╭─ Reading passage

Shantala Shivalingappa is an Indian Kuchipudi dancer.  Shivalingappa, a "child of the east and west", was born in Madras, India, and raised in Paris. She attended the international Jeannine Manuel School in Paris (then École Active Bilingue Jeannine Manuel) when she was young. Her gurus are Vempati Chinna Satyam and her mother, Savitry Nair, under whom she trained in Bharatha Natyam. She has worked with prestigious artists such as Maurice Bejart, Peter Brook, Bartabas, Ushio Amagatsu and Pina Bausch. Her performances have been praised throughout the world, and she tours extensively, hoping to increase international awareness of the Kuchipudi form. She is known for playing Solveig in Irina Brook's Peer Gynt.

╰─
╭─ Exercise materials

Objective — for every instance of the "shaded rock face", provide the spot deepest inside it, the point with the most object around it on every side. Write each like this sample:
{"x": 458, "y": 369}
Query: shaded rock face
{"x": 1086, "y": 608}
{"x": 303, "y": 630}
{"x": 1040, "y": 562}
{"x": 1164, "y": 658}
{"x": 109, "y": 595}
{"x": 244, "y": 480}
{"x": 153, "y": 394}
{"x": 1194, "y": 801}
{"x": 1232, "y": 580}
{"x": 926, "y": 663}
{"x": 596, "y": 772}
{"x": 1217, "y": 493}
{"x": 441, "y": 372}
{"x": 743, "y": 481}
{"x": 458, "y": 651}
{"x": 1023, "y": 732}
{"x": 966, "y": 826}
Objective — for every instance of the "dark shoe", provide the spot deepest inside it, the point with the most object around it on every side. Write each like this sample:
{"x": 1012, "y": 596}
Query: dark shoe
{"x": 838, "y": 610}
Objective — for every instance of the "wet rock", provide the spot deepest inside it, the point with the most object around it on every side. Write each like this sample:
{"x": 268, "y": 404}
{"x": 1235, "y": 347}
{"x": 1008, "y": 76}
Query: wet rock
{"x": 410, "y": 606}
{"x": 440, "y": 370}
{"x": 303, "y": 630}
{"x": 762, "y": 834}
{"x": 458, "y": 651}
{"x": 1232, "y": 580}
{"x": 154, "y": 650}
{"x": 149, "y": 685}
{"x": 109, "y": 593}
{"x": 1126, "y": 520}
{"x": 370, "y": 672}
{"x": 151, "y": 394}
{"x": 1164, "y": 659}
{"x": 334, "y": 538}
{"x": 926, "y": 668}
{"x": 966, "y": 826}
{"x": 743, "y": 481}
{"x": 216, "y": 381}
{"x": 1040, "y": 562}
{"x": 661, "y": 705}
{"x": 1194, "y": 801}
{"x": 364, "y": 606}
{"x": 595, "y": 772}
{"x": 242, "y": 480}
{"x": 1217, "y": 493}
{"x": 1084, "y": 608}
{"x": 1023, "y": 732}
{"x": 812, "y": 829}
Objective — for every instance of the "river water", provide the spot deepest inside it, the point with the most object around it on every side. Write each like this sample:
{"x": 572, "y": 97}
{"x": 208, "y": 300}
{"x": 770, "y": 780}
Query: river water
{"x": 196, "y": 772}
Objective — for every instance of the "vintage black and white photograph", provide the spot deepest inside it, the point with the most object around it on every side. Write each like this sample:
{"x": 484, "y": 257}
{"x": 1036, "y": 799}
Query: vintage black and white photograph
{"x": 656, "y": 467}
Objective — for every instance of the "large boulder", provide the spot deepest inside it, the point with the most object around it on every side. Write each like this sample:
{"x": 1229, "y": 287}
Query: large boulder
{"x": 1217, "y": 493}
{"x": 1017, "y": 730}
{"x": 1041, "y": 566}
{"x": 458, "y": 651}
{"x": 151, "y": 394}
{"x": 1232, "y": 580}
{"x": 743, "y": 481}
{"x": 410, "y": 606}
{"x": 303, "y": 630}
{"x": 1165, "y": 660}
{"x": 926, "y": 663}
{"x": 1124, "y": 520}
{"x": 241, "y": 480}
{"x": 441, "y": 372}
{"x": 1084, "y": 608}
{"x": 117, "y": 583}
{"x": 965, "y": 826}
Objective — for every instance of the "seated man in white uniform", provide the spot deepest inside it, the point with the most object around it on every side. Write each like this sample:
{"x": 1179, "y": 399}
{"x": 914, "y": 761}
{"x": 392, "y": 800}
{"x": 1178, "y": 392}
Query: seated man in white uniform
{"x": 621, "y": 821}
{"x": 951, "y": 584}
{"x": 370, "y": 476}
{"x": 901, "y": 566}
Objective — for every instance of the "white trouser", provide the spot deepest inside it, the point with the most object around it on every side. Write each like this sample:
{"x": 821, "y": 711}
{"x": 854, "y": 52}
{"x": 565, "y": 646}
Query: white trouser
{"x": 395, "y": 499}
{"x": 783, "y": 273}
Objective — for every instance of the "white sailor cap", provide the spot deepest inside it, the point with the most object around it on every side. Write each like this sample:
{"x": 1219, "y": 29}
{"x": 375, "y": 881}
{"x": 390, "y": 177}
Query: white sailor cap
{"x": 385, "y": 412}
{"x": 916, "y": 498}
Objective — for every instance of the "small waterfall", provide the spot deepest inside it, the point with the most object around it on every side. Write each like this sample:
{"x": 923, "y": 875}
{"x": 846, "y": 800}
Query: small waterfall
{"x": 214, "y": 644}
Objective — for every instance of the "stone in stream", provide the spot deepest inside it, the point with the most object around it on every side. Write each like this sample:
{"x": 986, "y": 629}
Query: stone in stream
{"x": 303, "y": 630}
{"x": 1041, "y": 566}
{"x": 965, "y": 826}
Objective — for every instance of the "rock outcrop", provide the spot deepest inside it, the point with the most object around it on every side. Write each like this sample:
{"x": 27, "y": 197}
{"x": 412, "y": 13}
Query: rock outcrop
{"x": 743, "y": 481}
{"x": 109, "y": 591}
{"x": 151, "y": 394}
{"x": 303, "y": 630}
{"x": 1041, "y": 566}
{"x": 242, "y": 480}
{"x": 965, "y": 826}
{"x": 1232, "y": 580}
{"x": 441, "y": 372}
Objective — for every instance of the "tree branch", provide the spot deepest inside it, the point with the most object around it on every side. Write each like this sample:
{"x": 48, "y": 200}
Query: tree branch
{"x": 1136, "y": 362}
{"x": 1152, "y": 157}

╰─

▸ To do
1. Show every line of the listing that contains the word "photograph", with matching case, and copy each of those lines in full.
2. Extend the passage about the Kuchipudi dancer Shantala Shivalingappa, starting right after its final sentence.

▸ Responses by task
1.
Objective — for every instance of the "vintage black and white photograph", provide the spot deepest inside it, the point with the most object around it on every side. Write each like this sample:
Query: vintage black and white photograph

2.
References

Further reading
Sarah Kaufman, "Dance Review: Shantala Shivalingappa, a study in complexity and grace", The Washington Post, 13 March 2011
Claudia La Rocco, "Dance Review: Telling Tales Through Many Movements", The New York Times, 12 July 2010

External links 

Archival footage of Shantala Shivalingappa performing her work Shiva Ganga at Jacobs Pillow in 2010
Archival footage of a discussion on Classical South Indian Dance at Jacob's Pillow Dance Festival on August 9, 2008.
Archival footage of Shantala Shivalingappa performing her work Akasha at Jacobs Pillow in 2013

Kuchipudi exponents
Living people
Year of birth missing (living people)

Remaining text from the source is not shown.